- [What you will do]:
[1] Answer these questions about the blog post:
(a) What date appears at the top?
(b) To which country did the writer come?
(c) What saying does the writer quote about empty barrels?
[2] List everything the writer asked for in the blog post's sentence that begins "I prayed for strength to endure".
[3] In the blog post, duplicate the part that opens with the words containing "Tuesday, March 28, 2006" and closes with "to prayers asked.".

- [Text block]:
□ □ □ □

Tuesday, March 28, 2006

Spiritual Update

Thunder Cat
Lately, i have felt a restlessness in my spirit. Don't get me wrong. My spirit is fed just by being here. By being useful, by being surrounded by family, surrounded by the love, surrounded by my Father God. But still, I can not be still. I am restless inside.I haven't quite put my finger on it yet, but i sense that a lot has to do with what the Abba Father desires to do with my heart. An answer in of itself to prayers asked.

Before I came to Ghana, I was well aware of the nature of work i had chosen to do. I knew it will affect me. S-P-I-R-I-T-U-A-L-LY. I prayed for strength to endure, heart eyes to see, the capacity to love, to help heal and for protection from the forces that i know abound to thwart the work of the Good seeking to triumph over evil. I prayed and I requested that I be prayed for. I was moved to be baptized and to publicly commit myself to allowing my Creator to transform the wretched, helpless and weak human that I am to what, in His love, He sees me to be. I prayed that He will go from being my Savior to becoming My lord and My love. I knew that without Him, I would be ineffective. Yes, i would come, gather data, analyze, write up a pretty darn good thesis and probably even present at an international conference or two. But this was not my intention. I was not without a Cause and I desired to be an instrument of Grace. Without being a vessel i would be nothing more than an empty barrel.. and here we have a saying "empty barrels make the most noise".

□ □ □ □

Entries from an annotation dataset
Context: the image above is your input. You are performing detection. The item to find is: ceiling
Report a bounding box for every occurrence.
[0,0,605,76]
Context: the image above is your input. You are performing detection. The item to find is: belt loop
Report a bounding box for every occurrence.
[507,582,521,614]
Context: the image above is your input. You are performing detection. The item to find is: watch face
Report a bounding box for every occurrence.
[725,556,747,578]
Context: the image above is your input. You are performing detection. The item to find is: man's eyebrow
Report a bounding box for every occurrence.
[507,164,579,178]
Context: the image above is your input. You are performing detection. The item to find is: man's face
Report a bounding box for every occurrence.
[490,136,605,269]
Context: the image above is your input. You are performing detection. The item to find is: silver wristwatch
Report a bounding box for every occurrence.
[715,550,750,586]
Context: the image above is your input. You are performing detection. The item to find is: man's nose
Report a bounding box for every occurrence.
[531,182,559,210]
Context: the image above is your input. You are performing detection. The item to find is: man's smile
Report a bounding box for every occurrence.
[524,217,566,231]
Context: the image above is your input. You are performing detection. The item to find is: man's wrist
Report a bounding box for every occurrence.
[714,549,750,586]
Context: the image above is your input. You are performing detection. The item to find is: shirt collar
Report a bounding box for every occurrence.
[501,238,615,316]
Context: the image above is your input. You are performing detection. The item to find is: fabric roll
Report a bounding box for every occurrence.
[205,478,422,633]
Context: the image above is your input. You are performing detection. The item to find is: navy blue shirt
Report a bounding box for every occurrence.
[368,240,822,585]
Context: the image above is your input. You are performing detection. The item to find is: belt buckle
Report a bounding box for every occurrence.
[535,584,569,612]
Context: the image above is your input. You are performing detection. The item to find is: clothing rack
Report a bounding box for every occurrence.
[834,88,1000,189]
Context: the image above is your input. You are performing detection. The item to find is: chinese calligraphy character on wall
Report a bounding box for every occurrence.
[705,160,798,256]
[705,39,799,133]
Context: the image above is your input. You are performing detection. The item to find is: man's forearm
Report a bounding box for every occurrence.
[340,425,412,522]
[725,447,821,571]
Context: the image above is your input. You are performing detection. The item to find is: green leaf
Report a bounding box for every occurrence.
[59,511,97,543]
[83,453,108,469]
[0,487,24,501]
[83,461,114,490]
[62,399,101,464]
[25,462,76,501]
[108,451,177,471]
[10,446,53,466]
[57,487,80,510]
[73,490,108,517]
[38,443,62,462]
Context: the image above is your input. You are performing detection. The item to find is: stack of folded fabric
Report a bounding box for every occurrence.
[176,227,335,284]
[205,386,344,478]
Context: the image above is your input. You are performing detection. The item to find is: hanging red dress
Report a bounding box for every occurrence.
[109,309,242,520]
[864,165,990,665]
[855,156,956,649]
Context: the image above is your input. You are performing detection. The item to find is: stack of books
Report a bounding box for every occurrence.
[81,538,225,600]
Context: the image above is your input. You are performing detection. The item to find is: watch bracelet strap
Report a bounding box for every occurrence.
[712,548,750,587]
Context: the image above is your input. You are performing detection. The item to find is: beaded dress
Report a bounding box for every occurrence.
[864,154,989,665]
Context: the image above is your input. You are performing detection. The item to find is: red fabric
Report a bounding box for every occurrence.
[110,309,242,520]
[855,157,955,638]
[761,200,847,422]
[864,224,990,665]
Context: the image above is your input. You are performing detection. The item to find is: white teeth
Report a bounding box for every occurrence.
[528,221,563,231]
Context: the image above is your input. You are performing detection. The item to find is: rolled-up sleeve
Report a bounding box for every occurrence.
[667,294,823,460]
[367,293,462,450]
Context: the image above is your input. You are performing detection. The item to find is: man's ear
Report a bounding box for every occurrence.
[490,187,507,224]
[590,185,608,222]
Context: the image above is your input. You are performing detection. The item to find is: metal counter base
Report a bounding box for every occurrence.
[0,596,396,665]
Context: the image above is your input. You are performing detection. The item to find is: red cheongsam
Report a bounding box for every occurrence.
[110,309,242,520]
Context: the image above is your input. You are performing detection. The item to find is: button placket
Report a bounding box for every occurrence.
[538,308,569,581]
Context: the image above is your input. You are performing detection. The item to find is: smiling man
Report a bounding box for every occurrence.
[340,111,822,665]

□ □ □ □

- [Solved problems]:
[1]
(a) Tuesday, March 28, 2006
(b) Ghana
(c) "empty barrels make the most noise"

[2]
- strength to endure
- heart eyes to see
- the capacity to love
- to help heal
- protection from the forces that abound to thwart the work of the Good seeking to triumph over evil

[3]
Tuesday, March 28, 2006

Spiritual Update

Thunder Cat
Lately, i have felt a restlessness in my spirit. Don't get me wrong. My spirit is fed just by being here. By being useful, by being surrounded by family, surrounded by the love, surrounded by my Father God. But still, I can not be still. I am restless inside.I haven't quite put my finger on it yet, but i sense that a lot has to do with what the Abba Father desires to do with my heart. An answer in of itself to prayers asked.